§ **Short task**: Can you transcribe every line exactly and leave the pictures behind?

[Object location annotation data]
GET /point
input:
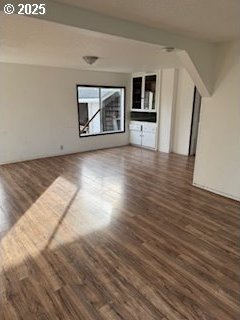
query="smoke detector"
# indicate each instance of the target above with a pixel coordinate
(90, 59)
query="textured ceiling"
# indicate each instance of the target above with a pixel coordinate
(32, 41)
(213, 20)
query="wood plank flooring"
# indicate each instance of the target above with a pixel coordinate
(115, 234)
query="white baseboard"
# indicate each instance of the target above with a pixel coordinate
(223, 194)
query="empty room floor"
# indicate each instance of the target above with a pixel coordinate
(115, 234)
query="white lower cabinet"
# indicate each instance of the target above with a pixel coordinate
(143, 134)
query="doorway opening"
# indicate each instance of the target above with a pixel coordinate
(197, 99)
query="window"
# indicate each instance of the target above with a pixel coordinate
(101, 110)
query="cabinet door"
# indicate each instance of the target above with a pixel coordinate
(136, 137)
(149, 140)
(137, 93)
(150, 92)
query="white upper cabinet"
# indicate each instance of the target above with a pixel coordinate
(144, 92)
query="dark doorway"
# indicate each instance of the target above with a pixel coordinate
(195, 122)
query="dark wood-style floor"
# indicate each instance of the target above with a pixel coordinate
(115, 234)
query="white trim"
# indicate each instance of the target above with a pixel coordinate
(223, 194)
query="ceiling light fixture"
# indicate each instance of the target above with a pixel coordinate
(168, 49)
(90, 59)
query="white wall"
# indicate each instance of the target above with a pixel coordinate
(183, 113)
(167, 108)
(38, 111)
(217, 166)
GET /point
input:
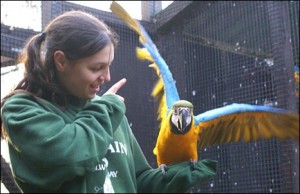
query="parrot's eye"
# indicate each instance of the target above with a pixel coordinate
(176, 110)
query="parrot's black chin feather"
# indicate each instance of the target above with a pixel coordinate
(175, 130)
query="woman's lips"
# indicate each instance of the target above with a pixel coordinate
(95, 88)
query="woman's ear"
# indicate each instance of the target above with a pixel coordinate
(60, 60)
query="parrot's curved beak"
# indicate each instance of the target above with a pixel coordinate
(183, 119)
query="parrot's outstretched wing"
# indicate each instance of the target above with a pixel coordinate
(245, 122)
(168, 82)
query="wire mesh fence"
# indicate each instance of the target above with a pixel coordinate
(219, 52)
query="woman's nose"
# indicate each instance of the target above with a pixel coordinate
(107, 77)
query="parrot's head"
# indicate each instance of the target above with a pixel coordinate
(182, 116)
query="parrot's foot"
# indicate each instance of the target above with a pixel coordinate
(163, 168)
(193, 163)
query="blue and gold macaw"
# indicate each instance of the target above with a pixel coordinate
(296, 78)
(182, 132)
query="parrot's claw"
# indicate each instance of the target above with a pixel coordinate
(193, 163)
(163, 168)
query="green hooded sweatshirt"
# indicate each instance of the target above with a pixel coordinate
(86, 148)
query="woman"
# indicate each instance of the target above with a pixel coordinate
(62, 136)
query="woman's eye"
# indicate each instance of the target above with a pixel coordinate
(96, 68)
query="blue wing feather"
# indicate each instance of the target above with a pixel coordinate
(233, 109)
(169, 83)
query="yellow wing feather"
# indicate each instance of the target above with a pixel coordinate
(248, 127)
(125, 17)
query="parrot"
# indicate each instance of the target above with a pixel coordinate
(182, 132)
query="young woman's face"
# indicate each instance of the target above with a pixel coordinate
(84, 77)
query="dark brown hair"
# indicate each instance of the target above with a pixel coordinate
(78, 35)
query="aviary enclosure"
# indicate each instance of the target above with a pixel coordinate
(219, 52)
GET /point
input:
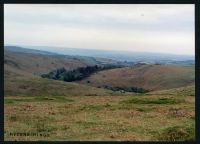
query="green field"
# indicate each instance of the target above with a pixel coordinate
(141, 117)
(48, 109)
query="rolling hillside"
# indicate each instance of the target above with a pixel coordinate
(150, 77)
(22, 74)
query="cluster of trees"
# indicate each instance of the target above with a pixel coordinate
(126, 89)
(76, 74)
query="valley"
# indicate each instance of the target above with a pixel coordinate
(130, 100)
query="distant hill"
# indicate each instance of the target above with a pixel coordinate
(147, 76)
(40, 62)
(25, 50)
(117, 55)
(22, 69)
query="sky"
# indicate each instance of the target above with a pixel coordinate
(162, 28)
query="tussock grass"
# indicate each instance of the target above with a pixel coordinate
(152, 101)
(177, 133)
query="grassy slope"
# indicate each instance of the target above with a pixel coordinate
(29, 85)
(153, 77)
(143, 117)
(35, 63)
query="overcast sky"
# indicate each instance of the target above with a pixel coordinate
(133, 27)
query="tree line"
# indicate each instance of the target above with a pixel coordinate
(76, 74)
(126, 89)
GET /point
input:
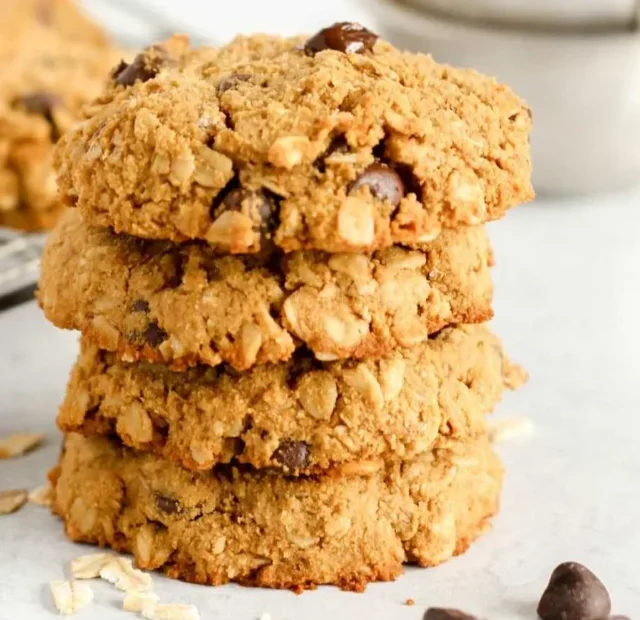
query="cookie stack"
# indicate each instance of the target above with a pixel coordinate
(277, 263)
(54, 60)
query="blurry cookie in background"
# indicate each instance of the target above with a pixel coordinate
(53, 60)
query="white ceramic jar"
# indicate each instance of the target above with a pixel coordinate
(584, 90)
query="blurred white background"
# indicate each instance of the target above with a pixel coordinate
(576, 62)
(219, 20)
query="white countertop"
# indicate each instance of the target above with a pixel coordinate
(567, 301)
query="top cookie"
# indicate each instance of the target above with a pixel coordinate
(54, 60)
(338, 143)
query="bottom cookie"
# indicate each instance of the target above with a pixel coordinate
(31, 220)
(258, 528)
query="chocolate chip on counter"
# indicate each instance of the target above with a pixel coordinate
(440, 613)
(293, 455)
(140, 305)
(231, 82)
(42, 103)
(383, 182)
(347, 37)
(155, 335)
(144, 67)
(574, 592)
(168, 504)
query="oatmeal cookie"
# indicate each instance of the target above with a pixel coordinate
(302, 416)
(339, 143)
(54, 60)
(261, 529)
(182, 304)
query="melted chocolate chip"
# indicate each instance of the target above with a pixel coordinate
(383, 182)
(144, 67)
(231, 82)
(293, 455)
(140, 305)
(347, 37)
(155, 335)
(439, 613)
(168, 504)
(43, 104)
(574, 592)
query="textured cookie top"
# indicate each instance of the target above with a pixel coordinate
(339, 143)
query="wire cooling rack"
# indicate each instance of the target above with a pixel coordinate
(20, 253)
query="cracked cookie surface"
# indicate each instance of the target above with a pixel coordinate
(183, 304)
(329, 145)
(299, 417)
(54, 60)
(262, 529)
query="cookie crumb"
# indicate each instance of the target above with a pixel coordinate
(120, 572)
(89, 566)
(70, 596)
(171, 612)
(19, 444)
(41, 496)
(509, 428)
(11, 501)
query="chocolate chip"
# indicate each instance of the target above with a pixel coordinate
(383, 182)
(347, 37)
(574, 592)
(144, 67)
(140, 305)
(439, 613)
(292, 455)
(231, 82)
(155, 335)
(168, 504)
(43, 104)
(260, 206)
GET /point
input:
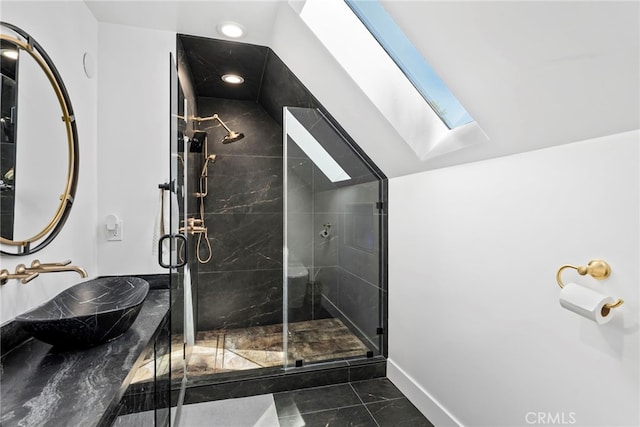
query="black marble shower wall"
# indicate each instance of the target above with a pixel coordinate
(242, 284)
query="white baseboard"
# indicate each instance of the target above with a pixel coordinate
(422, 400)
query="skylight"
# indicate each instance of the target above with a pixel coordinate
(410, 61)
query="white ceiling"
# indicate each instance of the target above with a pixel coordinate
(532, 74)
(198, 18)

§ **Written answer**:
GET /point
input:
query="smoke detector"
# indicate each instance of the target above with a pixel coordinate
(90, 59)
query="textured ceiling"
# indicate each instance of the target above with a pixel coordinate
(32, 41)
(213, 20)
query="wood plank flooring"
# indicate each instance of the target above with a pixel coordinate
(115, 234)
query="white baseboard"
# indicate each instance of the target above with a pixel coordinate
(223, 194)
query="empty room floor"
# indicate each instance of the target above with a pixel coordinate
(115, 234)
query="white lower cabinet"
# indicate each instance of the target above with a pixel coordinate
(143, 134)
query="doorway opening"
# indicate each instance of the target above with a pixel coordinate
(197, 99)
query="window"
# indicate each instance of the target above with a pixel coordinate
(101, 110)
query="cabinet door"
# indicate each instance of the target above with a pixel coordinate
(136, 137)
(149, 140)
(137, 93)
(150, 92)
query="white upper cabinet"
# indicate each instance of the target above with a pixel coordinate
(144, 92)
query="dark doorway"
# indicate each instance of the target above with a pixel coordinate
(195, 122)
query="dark wood-style floor"
# indicate each instance of the target above with a pixel coordinate
(115, 234)
query="white trim"
# indicate each instance of the target above with a pixel coordinate
(223, 194)
query="ceiling light fixture"
# indicate each instance of the target above with a pixel coordinate
(168, 49)
(90, 59)
query="white wall"
# indicate each instance of the target above with a pixel coordinate
(183, 113)
(167, 108)
(38, 111)
(217, 166)
GET /point
input:
query="parrot's eye"
# indicate each instance of the target above with a pixel coordinate
(176, 110)
query="parrot's black chin feather"
# indicate each instance of the target above with a pixel coordinate
(175, 130)
query="woman's lips"
# indicate each instance of the target above with a pixel coordinate
(95, 88)
query="woman's ear"
# indicate each instance of the target above with a pixel coordinate
(60, 60)
query="parrot's curved beak"
# indicate each instance of the target above with a pixel coordinate
(183, 119)
query="parrot's outstretched wing"
# indicate each instance of the target above with a pixel coordinate
(245, 122)
(168, 82)
query="wire mesh fence"
# indicate each instance of the target above with a pixel coordinate
(219, 52)
query="woman's nose"
# indicate each instance of the target above with a pixel coordinate
(107, 77)
query="parrot's head"
# indicate each instance of the target above with a pixel coordinate
(182, 116)
query="parrot's foot"
# indicate each instance of the target above with a pixel coordinate
(163, 168)
(193, 163)
query="blue and gold macaw"
# indicate each instance of the target above with a pixel coordinate
(296, 78)
(182, 132)
query="parrot's claw"
# indicate each instance of the target above with a pixel coordinate
(193, 163)
(163, 168)
query="green hooded sweatshirt"
# indicate each instance of the target above with a pixel coordinate
(86, 148)
query="woman"
# indicate each instance of the target above with a pixel coordinate
(62, 136)
query="woman's eye"
# indicate each instance of the target above with a pixel coordinate
(96, 68)
query="blue wing feather"
# indicate each instance of the target above with a pixel coordinate
(233, 109)
(169, 83)
query="yellow wing feather"
# indicate each instance of the target above with a pixel coordinate
(248, 127)
(125, 17)
query="parrot"
# indicate each instance of the target above with a pixel coordinate
(182, 132)
query="young woman's face"
# indicate each instance of the target above with a pixel coordinate
(84, 77)
query="dark brown hair"
# indicate each instance of the target above with a pixel coordinate
(78, 35)
query="aviary enclosure"
# indicate each instance of the target above with a pixel coordinate
(219, 52)
GET /point
input:
query="green field"
# indicate each instance of the target above with a pixel coordinate
(141, 117)
(48, 109)
query="rolling hillside"
# indicate each instance of the target above with a pixel coordinate
(150, 77)
(22, 74)
query="cluster of trees"
# indicate each instance of the target above with a pixel coordinate
(126, 89)
(76, 74)
query="valley"
# indicate each instance of the target above with a pixel coordinate
(130, 100)
query="distant hill"
# indicate each instance of the target above with a pixel coordinate
(147, 76)
(40, 62)
(25, 50)
(117, 55)
(22, 69)
query="sky"
# indicate each instance of the target above with a pixel coordinate
(162, 28)
query="tussock grass"
# indicate each instance of the target above with a pixel coordinate
(152, 101)
(177, 133)
query="grassy slope"
# indicate each instance of the target above with a pixel coordinate
(29, 85)
(153, 77)
(143, 117)
(35, 63)
query="overcast sky"
# indicate each instance of the target above with a pixel coordinate
(133, 27)
query="tree line"
# indicate each instance of the target above with a pixel coordinate
(76, 74)
(126, 89)
GET /point
input:
query="cookie stack"
# indicate each instance of the target above with a pixel coordinate
(277, 263)
(54, 60)
query="blurry cookie in background"
# indicate each instance of the target above with a pixel coordinate
(53, 60)
query="white ceramic jar"
# indicate each instance of the target above with a pixel coordinate
(584, 90)
query="blurred white background"
# indicate each instance of the target above with a pixel coordinate
(576, 62)
(219, 20)
query="white countertop"
# indicate each instance of the target above with a pixel coordinate
(567, 301)
query="top cookie"
# indicate each instance of the target above with a pixel coordinate
(54, 60)
(338, 143)
query="bottom cookie"
# indicate each instance of the target above with a pixel coordinate
(31, 220)
(258, 528)
query="chocolate chip on counter"
# indicate each instance of the target above with a pixel coordinate
(440, 613)
(293, 455)
(140, 305)
(231, 82)
(42, 103)
(383, 182)
(347, 37)
(155, 335)
(144, 67)
(574, 592)
(168, 504)
query="oatmeal cookie"
# indicate each instance of the target above with a pixel coordinate
(302, 416)
(339, 143)
(54, 60)
(261, 529)
(182, 304)
query="melted chocolate chip"
# indicate each instance of the target above with a pixel coordinate
(383, 182)
(144, 67)
(231, 82)
(293, 455)
(140, 305)
(347, 37)
(155, 335)
(439, 613)
(168, 504)
(43, 104)
(574, 592)
query="textured cookie top"
# indicate each instance of the target above with a pixel coordinate
(339, 143)
query="wire cooling rack"
# indicate each instance of the target above with a pixel coordinate
(20, 253)
query="cracked cookie surface"
# indicate each instance of the target above with a pixel coordinate
(183, 304)
(329, 145)
(299, 417)
(54, 60)
(262, 529)
query="cookie crumb"
# indicate each instance of the target above with a pixel coordinate
(120, 572)
(89, 566)
(70, 596)
(171, 612)
(19, 444)
(41, 496)
(509, 428)
(11, 501)
query="chocolate chip"
# indicate each instance of the target above with a pixel coordinate
(383, 182)
(347, 37)
(574, 592)
(144, 67)
(140, 305)
(439, 613)
(292, 455)
(231, 82)
(155, 335)
(168, 504)
(43, 104)
(260, 206)
GET /point
input:
query="black marble shower wall"
# indicate each instance of the target above with a pixel coordinate
(242, 284)
query="white baseboard"
# indicate each instance of the target above with a pixel coordinate
(422, 400)
query="skylight"
# indicate each instance of the target above with a pixel coordinate
(410, 61)
query="white ceiling"
# indicate each instance of the target above with a pixel coordinate
(532, 74)
(198, 18)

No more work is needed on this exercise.